**EXERCISE TEXT**
□ □ □
Excess of skin in the upper or lower eyelid

Dermatochalasis is a medical condition, defined as an excess of skin in the upper or lower eyelid, also known as "baggy eyes." It may be either an acquired or a congenital condition. It is generally treated with blepharoplasty.

==Presentation==
===Associated conditions===
People with dermatochalasis often also have blepharitis, a condition caused by the plugging of glands in the eye that produce lubricating fluid (meibomian glands). Dermatochalasis can be severe enough that it pushes the eyelashes into the eye, causing entropion.

Weakness in the orbital septum may cause the herniation of the orbital fat pads. This is observed as the presence of bulges (fat pads) in the soft tissue of the baggy eyes.

It can also be observed in various hereditary connective tissue disorders, including classical Ehlers-Danlos syndrome and cutis laxa.

Dermatochalasis can be a major contributing factor for headaches due to tonic reflex contraction of muscles in an attempt to compensate, which then causes tension-type headaches.
□ □ □
**ASSIGNMENT**
According to the text on dermatochalasis, what is the condition generally treated with?

**ENTRIES PROVIDED**
□ □ □
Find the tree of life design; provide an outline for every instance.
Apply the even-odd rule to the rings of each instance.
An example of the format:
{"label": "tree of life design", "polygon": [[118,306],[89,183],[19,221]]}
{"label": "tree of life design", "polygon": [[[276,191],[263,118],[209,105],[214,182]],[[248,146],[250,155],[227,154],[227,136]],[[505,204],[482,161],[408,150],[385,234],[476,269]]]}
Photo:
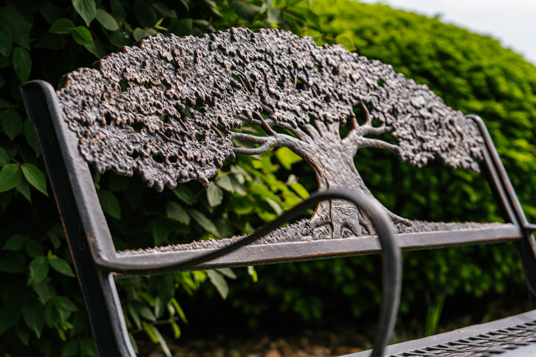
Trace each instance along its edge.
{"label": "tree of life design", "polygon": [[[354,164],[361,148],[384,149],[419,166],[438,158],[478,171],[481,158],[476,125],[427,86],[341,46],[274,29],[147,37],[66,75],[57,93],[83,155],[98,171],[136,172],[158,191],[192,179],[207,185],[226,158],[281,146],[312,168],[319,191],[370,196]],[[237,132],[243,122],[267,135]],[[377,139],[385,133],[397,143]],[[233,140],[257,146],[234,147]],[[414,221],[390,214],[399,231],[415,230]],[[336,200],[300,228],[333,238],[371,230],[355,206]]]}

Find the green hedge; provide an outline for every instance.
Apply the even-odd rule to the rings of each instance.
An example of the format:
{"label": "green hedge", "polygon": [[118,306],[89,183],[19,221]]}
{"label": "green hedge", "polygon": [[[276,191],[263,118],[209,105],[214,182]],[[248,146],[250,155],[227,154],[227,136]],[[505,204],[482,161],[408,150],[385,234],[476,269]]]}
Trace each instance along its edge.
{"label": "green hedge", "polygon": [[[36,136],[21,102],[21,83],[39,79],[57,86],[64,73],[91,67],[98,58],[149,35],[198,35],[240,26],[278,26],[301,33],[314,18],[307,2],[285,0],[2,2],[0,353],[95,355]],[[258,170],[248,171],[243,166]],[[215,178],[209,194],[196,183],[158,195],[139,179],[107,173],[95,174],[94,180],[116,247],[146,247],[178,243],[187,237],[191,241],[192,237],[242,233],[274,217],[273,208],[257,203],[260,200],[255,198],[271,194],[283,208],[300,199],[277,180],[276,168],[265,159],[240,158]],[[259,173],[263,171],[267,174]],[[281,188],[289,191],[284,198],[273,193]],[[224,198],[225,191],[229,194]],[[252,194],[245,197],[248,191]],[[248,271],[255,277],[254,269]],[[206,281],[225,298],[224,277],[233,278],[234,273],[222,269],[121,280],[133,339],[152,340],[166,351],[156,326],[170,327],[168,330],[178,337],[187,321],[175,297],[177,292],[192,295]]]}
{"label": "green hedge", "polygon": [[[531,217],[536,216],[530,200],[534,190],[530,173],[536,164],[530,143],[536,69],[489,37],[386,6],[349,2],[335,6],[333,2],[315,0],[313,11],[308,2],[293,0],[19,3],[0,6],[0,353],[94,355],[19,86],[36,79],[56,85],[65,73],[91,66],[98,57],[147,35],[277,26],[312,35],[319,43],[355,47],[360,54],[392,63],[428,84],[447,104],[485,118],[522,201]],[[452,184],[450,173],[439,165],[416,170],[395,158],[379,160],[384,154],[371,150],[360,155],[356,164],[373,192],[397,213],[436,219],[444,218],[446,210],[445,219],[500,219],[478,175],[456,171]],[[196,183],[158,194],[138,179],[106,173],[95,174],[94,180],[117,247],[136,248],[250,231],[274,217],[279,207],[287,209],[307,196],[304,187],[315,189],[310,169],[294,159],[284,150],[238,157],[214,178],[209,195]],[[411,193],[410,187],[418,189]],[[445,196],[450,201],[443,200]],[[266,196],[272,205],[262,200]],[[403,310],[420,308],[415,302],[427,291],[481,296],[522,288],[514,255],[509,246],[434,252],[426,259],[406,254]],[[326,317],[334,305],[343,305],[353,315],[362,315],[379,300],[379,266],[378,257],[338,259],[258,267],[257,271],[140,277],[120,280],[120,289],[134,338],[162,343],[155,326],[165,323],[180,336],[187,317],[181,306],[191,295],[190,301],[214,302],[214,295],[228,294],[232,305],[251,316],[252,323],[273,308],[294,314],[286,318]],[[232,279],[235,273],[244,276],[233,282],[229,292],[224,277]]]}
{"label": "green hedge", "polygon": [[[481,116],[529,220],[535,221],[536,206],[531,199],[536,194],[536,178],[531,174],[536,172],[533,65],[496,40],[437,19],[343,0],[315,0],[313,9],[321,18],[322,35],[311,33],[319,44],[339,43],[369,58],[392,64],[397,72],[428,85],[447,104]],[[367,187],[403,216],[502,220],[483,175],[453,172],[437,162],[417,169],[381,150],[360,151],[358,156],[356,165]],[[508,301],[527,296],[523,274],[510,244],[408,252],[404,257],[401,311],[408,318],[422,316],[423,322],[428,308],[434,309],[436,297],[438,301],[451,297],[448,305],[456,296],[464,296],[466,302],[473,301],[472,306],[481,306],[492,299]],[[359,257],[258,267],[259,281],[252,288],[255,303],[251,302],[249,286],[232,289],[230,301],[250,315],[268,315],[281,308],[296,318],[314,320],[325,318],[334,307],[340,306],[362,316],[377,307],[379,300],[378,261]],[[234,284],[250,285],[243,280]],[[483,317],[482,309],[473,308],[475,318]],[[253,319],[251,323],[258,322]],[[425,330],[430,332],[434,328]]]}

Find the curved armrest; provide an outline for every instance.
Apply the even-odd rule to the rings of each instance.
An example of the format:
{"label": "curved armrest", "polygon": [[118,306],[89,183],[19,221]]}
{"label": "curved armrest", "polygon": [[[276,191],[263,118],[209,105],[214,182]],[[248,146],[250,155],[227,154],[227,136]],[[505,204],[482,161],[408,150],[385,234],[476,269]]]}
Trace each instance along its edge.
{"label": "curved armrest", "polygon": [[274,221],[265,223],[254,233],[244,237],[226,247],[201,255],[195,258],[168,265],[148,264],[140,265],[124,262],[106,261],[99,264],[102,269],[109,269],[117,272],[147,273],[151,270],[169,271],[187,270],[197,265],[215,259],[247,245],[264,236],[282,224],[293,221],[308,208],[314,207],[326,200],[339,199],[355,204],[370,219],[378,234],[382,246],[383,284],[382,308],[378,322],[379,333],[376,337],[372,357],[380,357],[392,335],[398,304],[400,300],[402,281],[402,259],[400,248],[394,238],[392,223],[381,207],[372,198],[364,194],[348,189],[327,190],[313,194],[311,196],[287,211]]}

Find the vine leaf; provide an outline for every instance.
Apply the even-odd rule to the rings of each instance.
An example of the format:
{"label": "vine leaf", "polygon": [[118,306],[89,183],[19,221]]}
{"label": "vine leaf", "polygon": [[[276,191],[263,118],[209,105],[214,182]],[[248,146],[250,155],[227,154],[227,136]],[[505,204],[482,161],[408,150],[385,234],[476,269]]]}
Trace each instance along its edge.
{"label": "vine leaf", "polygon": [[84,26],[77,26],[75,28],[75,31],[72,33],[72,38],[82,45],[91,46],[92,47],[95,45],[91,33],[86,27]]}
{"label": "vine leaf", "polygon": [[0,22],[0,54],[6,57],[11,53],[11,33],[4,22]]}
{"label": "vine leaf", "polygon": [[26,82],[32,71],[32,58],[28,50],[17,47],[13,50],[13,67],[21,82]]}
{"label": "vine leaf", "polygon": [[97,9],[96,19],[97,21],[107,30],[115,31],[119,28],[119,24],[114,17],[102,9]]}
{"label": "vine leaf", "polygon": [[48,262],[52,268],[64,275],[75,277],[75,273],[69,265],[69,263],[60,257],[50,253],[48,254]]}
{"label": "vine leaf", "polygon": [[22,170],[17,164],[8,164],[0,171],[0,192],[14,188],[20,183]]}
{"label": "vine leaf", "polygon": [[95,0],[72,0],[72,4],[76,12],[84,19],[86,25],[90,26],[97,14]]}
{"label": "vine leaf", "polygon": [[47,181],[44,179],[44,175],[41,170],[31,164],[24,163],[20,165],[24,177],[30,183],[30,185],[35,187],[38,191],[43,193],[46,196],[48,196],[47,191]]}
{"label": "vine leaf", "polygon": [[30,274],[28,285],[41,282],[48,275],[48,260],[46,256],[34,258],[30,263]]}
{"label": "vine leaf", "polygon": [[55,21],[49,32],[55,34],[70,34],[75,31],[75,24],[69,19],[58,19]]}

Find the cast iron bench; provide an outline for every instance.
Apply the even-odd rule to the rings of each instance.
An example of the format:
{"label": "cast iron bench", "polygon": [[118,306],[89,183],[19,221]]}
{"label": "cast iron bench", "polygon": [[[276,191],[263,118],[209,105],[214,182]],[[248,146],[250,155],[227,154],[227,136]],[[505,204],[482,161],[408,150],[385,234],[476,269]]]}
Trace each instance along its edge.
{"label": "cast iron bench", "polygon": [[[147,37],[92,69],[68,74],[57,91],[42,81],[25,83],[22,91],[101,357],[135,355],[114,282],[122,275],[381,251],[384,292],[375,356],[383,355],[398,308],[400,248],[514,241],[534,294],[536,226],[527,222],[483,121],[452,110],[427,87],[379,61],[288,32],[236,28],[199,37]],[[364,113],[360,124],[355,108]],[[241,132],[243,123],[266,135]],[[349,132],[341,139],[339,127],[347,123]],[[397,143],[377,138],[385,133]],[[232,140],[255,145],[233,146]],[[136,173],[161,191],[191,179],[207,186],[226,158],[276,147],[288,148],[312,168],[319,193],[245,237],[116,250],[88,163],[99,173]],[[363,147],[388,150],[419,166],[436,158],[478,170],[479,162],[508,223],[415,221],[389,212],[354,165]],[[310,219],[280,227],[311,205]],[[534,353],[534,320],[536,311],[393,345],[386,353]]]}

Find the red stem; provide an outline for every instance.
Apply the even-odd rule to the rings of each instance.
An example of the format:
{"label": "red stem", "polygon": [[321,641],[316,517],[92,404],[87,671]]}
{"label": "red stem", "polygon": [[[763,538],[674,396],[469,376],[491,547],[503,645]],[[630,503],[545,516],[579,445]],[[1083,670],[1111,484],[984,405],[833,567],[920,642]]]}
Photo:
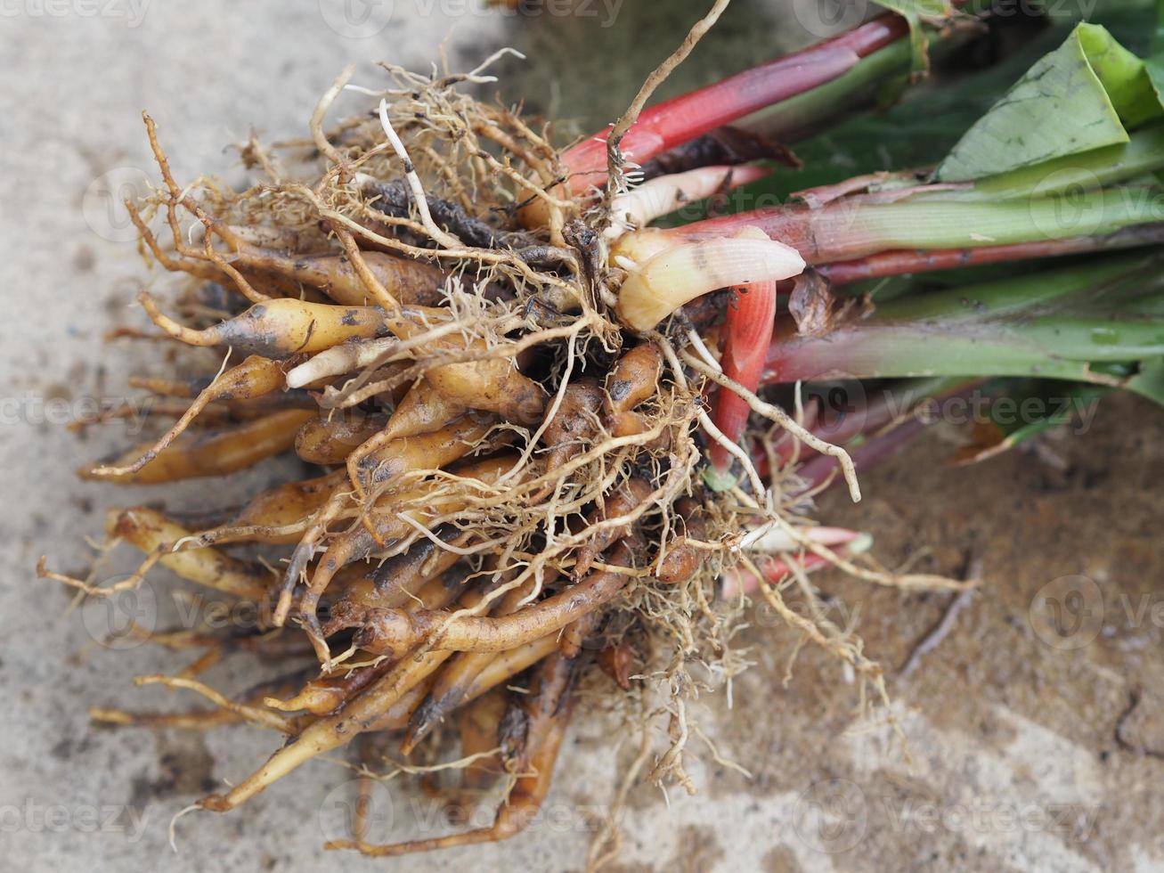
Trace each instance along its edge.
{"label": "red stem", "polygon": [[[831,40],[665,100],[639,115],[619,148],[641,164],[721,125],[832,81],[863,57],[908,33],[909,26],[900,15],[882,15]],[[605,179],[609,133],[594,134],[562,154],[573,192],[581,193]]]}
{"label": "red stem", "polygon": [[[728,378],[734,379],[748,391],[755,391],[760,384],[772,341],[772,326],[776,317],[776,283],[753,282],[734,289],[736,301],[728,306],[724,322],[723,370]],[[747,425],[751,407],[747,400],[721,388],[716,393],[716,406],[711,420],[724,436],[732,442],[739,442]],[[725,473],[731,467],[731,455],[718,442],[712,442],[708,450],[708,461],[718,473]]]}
□ □ □
**PROBLEM SOLUTION**
Blepharoplasty.